GIVEN INSTRUCTION: Please gather every line of the items below that contains the word "green", and copy each one.

======== DATA IN THIS EXERCISE ========

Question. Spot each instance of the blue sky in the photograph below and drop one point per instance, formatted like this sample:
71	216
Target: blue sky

========
======== DATA IN THIS EXERCISE ========

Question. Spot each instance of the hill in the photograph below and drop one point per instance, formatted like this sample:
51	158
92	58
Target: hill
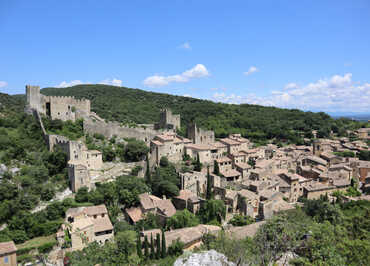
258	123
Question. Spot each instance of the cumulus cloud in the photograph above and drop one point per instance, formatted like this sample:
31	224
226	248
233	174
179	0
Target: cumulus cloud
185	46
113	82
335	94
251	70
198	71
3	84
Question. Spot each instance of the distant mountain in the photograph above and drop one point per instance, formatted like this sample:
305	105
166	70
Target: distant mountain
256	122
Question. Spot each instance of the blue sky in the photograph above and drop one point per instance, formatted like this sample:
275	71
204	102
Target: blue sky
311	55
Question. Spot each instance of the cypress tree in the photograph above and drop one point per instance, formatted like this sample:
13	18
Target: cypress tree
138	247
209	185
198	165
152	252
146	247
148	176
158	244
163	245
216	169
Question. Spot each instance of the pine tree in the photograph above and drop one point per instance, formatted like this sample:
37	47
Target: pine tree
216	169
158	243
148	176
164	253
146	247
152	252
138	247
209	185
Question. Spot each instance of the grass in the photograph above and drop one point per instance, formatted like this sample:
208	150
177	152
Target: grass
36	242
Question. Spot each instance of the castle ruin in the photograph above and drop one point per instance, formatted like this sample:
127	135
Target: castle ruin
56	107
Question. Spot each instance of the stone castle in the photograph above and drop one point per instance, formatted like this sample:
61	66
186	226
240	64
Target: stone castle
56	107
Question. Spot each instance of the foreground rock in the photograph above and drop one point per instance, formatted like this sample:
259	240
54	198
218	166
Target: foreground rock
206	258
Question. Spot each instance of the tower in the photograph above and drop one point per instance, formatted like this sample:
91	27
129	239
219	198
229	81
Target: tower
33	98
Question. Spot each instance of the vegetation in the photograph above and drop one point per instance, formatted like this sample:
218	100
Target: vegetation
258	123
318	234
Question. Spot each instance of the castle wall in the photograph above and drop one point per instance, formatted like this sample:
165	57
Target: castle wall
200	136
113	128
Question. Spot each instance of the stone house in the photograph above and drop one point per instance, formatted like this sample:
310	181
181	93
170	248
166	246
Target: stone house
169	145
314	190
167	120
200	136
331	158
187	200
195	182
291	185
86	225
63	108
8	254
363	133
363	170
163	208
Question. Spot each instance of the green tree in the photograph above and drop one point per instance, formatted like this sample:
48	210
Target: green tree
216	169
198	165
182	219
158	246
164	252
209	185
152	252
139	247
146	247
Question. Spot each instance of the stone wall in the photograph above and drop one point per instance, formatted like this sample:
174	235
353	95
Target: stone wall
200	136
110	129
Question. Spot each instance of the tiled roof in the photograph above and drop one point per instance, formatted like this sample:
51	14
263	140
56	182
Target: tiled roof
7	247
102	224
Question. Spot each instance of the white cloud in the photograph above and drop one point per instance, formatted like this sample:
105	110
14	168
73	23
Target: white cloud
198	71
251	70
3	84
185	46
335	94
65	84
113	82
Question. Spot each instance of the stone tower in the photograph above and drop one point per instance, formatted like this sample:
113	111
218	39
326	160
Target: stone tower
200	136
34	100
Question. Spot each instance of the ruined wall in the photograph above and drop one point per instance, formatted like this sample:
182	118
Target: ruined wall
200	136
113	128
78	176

========

SOLUTION TO THIS TASK:
Question. Spot each instance of the green tree in the photograph above and drop one point per instance, formatted like this sample:
Target: green tree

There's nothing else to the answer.